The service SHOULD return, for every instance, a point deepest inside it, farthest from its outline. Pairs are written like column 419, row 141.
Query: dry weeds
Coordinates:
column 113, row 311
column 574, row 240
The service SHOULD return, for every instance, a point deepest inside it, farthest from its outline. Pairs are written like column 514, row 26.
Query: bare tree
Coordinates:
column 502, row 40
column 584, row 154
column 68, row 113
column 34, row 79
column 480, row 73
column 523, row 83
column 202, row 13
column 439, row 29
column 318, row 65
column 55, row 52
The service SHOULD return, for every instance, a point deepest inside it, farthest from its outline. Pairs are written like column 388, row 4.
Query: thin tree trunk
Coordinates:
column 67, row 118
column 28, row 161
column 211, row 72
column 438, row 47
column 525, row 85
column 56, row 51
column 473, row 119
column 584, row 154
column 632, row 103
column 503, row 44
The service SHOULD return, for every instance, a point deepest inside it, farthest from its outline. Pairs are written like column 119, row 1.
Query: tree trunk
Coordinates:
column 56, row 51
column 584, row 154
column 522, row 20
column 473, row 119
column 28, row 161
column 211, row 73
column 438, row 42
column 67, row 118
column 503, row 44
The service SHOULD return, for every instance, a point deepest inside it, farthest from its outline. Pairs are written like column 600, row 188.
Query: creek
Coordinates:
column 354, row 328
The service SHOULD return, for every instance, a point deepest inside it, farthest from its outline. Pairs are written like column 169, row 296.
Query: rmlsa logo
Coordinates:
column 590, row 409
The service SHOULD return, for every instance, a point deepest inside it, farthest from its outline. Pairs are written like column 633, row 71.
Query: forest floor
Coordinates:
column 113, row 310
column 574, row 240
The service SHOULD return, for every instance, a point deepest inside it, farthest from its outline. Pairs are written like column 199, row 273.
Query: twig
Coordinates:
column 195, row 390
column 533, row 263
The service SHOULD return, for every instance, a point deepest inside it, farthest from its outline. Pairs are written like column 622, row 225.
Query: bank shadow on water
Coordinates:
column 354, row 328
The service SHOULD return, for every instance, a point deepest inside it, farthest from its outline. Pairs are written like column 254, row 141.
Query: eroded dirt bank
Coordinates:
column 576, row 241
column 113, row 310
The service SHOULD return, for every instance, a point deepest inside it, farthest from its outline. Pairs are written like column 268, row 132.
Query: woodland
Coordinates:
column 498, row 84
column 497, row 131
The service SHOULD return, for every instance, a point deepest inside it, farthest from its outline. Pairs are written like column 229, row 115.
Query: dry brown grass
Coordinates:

○ ○ ○ ○ ○

EXERCISE TASK:
Return the whole listing exactly, with every line included.

EXERCISE SOLUTION:
The service SHOULD return, for every instance, a point deepest inside it, farthest from its outline. Pairs are written like column 419, row 141.
Query: dry weeds
Coordinates:
column 113, row 311
column 574, row 240
The service SHOULD return, for every instance, a point deepest inside it, farthest from its outline. Pairs are written like column 514, row 26.
Query: bare tree
Coordinates:
column 502, row 40
column 584, row 154
column 68, row 113
column 34, row 79
column 480, row 73
column 523, row 83
column 202, row 13
column 439, row 29
column 318, row 65
column 55, row 52
The service SHOULD return, for every instance, a point deepest inside it, farthest from its outline. Pairs are written like column 388, row 4.
Query: thin tree trunk
Coordinates:
column 67, row 118
column 28, row 161
column 211, row 72
column 438, row 47
column 525, row 85
column 56, row 51
column 473, row 119
column 584, row 154
column 632, row 103
column 503, row 44
The service SHOULD return, for every instance, a point deepest inside it, farthest from its outline. Pairs are written like column 119, row 1.
Query: tree trunk
Coordinates:
column 56, row 51
column 584, row 154
column 522, row 20
column 473, row 119
column 28, row 161
column 211, row 73
column 438, row 42
column 67, row 118
column 503, row 44
The service SHOULD return, for every instance, a point deepest inside it, farthest from its outline. Pairs are written like column 600, row 188.
Query: creek
Coordinates:
column 354, row 328
The service SHOULD return, for every instance, a point deepest inside it, farthest from its outline. Pairs are written like column 169, row 296.
Query: rmlsa logo
Coordinates:
column 590, row 409
The service SHOULD return, for every instance, a point deepest inside it, farthest from its outline. Pairs are written like column 633, row 71.
Query: forest floor
Coordinates:
column 113, row 310
column 574, row 240
The service SHOULD return, for every instance, a point deepest inside it, farthest from its outline. Pairs are written like column 199, row 273.
Query: twig
Coordinates:
column 195, row 390
column 533, row 263
The service SHOULD return, for every instance, a point deepest inside it, farthest from its outline. Pairs are written like column 622, row 225.
Query: bank shadow on water
Coordinates:
column 354, row 328
The service SHOULD return, for every instance, a point deepest inside it, farthest from its outline. Pairs are written like column 254, row 141.
Query: eroded dirt bank
Coordinates:
column 576, row 241
column 113, row 310
The service SHOULD return, for every instance, a point deepest inside it, farthest from its outline. Pairs are written like column 268, row 132.
Query: woodland
Coordinates:
column 498, row 84
column 497, row 131
The service SHOULD return, for every instance, a point deepest inside it, farthest from its outline. Pairs are written like column 229, row 115.
Query: dry brown grass
Coordinates:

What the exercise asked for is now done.